→ Tasks for this exercise:
1/ List the four terms that the commentary on John 1:3 gives, in quotation marks, for what Jews often said God brought about creation through.
2/ Extend the commentary on John 1:3 past its last line.

→ Passage to read:

-*-*-

“All things came into being through him,
and apart from him nothing came into being that has come into being.
John 1:3 indicates that creation actively involved the logos as the principle agent (“All things came into being through him”). Again, this logos is the personified creative speech of Yahweh, and as a personification, it is given personality as if it were a male figure. In other words, our use of the masculine pronoun is in an attempt to convey the intended personification, but not to suggest that the logos is an actual person (which would be a misreading of literary personification). Some translations, failing to give weight to how personifications function in Jewish poetic literature and by the Prologue itself, have de-personified the logos here with neuter pronouns (eg., “All things came into being through it”). This is unnecessary and unlikely what was originally intended. The Greek noun logos is masculine, so the pronoun autou, while admittedly is grammatically ambiguous (since the masculine pronoun and neuter pronoun share the same spelling in this particular form), the masculine noun requires the corresponding pronoun to also be masculine. Therefore, arguments for a neuter translation “it” on the basis of Greek grammar are fallacious and cannot stand.
A responsible balance must be maintained with interpretation. It would be a knee-jerk reaction to remove the intended personification here by supplying neuter pronouns. However, the other extreme is also grossly exaggerated, namely those who see the masculine pronouns as some sort of evidence that the logos is actually a distinct person alongside Yahweh. We have labored to demonstrate with the available literary evidence that the logos was a personification, not a person.
In saying that all things were created through the agency of the logos, there is really nothing different than what was already stated back in Genesis 1 where God brought about the created order through the vehicle of his powerful and personal speech (“And God said…”). In fact, there are a variety of parallels indicating exactly how Jews often spoke of creation being brought about through God’s “word,” “wisdom,” “understanding,” and even his “prudence”:
- By the word of the Yahweh the heavens were made; yes, by the breath of His mouth all their host. (Ps 33:6)
- O Yahweh, how many are your works! In wisdom you created all of them (Ps 104:24)
- To Him who made the heavens with understanding. (Ps 136:5)
- Yahweh in wisdom founded the earth, by understanding He established the heavens. ByHis knowledge the deeps were broken up. (Prov. 3:19-20; cf. 24:3-4)
- By his knowledge everything shall come into existence, and all that does not exist he establishes with his calculations and nothing is done outside of him. (1QS 11:11)

-*-*-

→ Data supplied:
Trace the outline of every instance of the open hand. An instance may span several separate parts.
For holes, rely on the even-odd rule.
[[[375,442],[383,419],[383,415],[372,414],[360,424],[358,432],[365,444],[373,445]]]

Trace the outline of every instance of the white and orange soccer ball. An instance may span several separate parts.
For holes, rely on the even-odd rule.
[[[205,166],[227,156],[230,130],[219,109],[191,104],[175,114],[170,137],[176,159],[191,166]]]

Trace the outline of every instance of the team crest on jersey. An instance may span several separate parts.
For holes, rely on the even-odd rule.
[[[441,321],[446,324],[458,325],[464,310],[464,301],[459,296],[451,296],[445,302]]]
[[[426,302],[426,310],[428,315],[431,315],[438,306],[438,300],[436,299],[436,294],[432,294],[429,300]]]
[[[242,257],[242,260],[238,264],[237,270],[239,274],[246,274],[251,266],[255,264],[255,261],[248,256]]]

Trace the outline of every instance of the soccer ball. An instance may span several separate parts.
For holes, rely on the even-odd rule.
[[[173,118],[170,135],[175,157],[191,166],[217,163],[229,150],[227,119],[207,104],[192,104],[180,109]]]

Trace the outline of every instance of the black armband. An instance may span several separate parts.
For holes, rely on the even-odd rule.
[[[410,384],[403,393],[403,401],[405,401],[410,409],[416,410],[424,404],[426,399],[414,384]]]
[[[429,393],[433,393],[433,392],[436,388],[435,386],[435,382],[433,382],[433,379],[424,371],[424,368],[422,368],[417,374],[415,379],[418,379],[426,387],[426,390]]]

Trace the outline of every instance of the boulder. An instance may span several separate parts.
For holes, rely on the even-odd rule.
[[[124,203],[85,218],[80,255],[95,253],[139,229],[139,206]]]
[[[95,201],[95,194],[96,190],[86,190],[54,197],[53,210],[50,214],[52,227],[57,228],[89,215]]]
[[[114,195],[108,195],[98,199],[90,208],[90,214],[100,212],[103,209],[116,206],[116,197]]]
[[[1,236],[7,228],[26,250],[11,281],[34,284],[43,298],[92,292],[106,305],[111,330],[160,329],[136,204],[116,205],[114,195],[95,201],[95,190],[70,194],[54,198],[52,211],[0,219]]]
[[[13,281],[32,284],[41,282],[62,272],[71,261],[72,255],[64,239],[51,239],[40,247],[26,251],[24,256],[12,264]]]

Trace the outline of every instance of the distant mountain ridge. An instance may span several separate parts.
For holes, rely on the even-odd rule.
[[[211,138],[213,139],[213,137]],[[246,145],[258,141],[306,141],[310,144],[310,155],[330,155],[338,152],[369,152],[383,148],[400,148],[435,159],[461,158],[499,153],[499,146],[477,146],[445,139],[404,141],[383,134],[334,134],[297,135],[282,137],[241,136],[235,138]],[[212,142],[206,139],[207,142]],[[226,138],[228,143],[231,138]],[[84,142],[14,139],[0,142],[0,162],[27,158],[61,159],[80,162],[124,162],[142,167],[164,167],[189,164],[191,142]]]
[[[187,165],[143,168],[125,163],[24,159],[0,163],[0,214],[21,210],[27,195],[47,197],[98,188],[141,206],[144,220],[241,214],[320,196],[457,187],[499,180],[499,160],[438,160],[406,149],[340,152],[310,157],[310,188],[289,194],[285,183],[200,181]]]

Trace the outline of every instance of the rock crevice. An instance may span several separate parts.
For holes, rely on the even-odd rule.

-*-*-

→ Answers below:
1/ word, wisdom, understanding, prudence

2/
- By the knowledge of the Lord they were distinguished, and he appointed the different seasons and festivals. (Sirach 33:8)
- O God of my ancestors and Lord of mercy, who have made all things by your word, and by your wisdom have formed humankind (Wisdom 9:1-2)
- Worship the God of heaven, who causes the rain and the dew to descend on the earth and does everything upon the earth, and has created everything by his word. (Jubilees 12:4)
- Wisdom, being his mother, through whom the universe arrived at creation. (Philo, Fug. 109)
- Wisdom, through whom the universe was brought to completion. (Philo, Det. Pot. 54)
- The ages were calculated in the mysteries of His prudence (1QpHab 7:13-14)
Thus far in the Prologue, the word (logos) has been expressed as the personified agent of God’s creation, but not in any way that is unique to John’s Prologue when compared to similar expressions within contemporary Jewish literature, both biblical and extrabiblical. In each of the examples cited, God brings about the created order through one of his personified attributes. In none of these instances do the various authors express the manner in which God produces his creation as occurring through another person alongside him in heaven. Rather, these metaphors serve to indicate, poetically, that God brings about creation with his powerful word, that he established creation according to his wise ordering, or even that God brought about his creation according to his planned knowledge or crafty prudence. In other words, these sayings are functionally synonymous. It should also be noted that “word” (davar/logos) and “wisdom” (chohmah/sophia) are closely related themes, so we should not be surprised when the Fourth Gospel continues to depict Jesus as the embodiment of the personified word and the personified wisdom. In fact, the Gospel of John draws upon more personified wisdom sayings when describing Jesus than it draws upon personified word sayings.